S’il semble se confirmer, le reverdissement du Sahel demeure indissociable de la variabilité climatique sahélienne. Il ne s’agit ni d’une évolution irréversible, ni d’un événement inédit de l’histoire environnementale des zones semi-arides. Pourtant, le thème du reverdissement bénéficie d’une visibilité importante. Elle s’explique largement par la nature des représentations véhiculées par l’emploi du terme
reverdissement » lui-même : n’est-il pas le pendant optimiste des discours les plus alarmistes au sujet de la crise environnementale sahélienne, au lendemain des sécheresses et dans le contexte du changement climatique ? Il fait de plus écho à la parution simultanée d’un article dans la revue Science en mai 2017 concluant à la sous-évaluation des superficies boisées dans les zones arides et semi-arides à l’échelle globale, et tout particulièrement au Sahel (Bastin et al., 2017). Critiquant les méthodes de quantification des espaces forestiers habituellement utilisées par les organisations internationales comme la FAO, cet article présente le rôle du perfectionnement technique des instruments de mesure dans la prise en compte –trop rare– des arbres hors forêts. Il n’a toutefois pas empêché la production d’un discours médiatique célébrant la « découverte » de 467 millions d’hectares de forêts sèches17, et par ricochet, le « reverdissement » dont le Sahel fait l’objet.
Il importe donc de placer la variabilité au centre de l’analyse des évolutions climatiques observées au Sahel pour mettre en perspective les tendances actuelles. Les dynamiques environnementales au Sahel ne se limitent pas cependant aux transformations écologiques et climatiques à l’origine du processus de reverdissement. Elles procèdent également des pratiques d’exploitation des ressources naturelles par les sociétés qui y vivent et qui connaissent des taux de croissance démographique considérables.

######

Citez fidèlement le passage du texte sur le reverdissement du Sahel qui va de « Il importe donc » jusqu'à « croissance démographique considérables. ». La liste qui suit n'a aucun lien avec le texte sur le reverdissement du Sahel.

— INFORMATIONS AFFICHÉES —
######

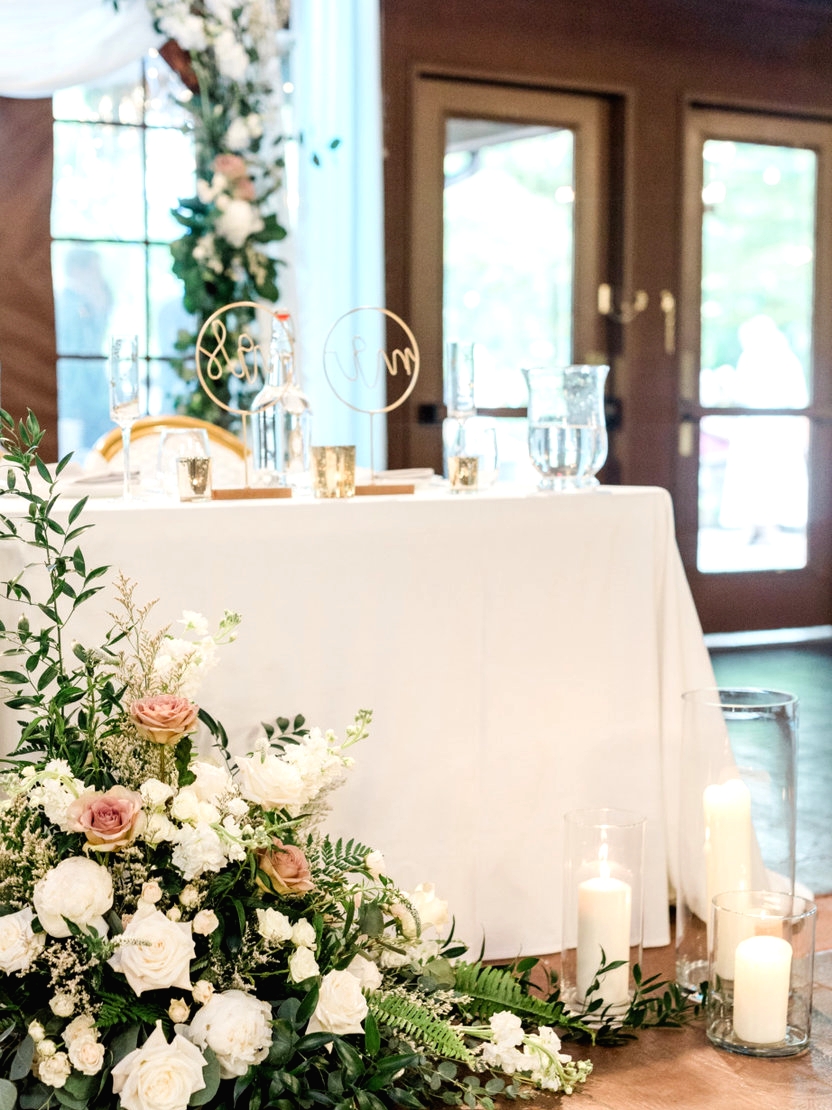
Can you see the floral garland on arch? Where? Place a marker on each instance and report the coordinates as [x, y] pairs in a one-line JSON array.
[[227, 54], [175, 930]]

######

— RÉSULTAT —
Il importe donc de placer la variabilité au centre de l’analyse des évolutions climatiques observées au Sahel pour mettre en perspective les tendances actuelles. Les dynamiques environnementales au Sahel ne se limitent pas cependant aux transformations écologiques et climatiques à l’origine du processus de reverdissement. Elles procèdent également des pratiques d’exploitation des ressources naturelles par les sociétés qui y vivent et qui connaissent des taux de croissance démographique considérables.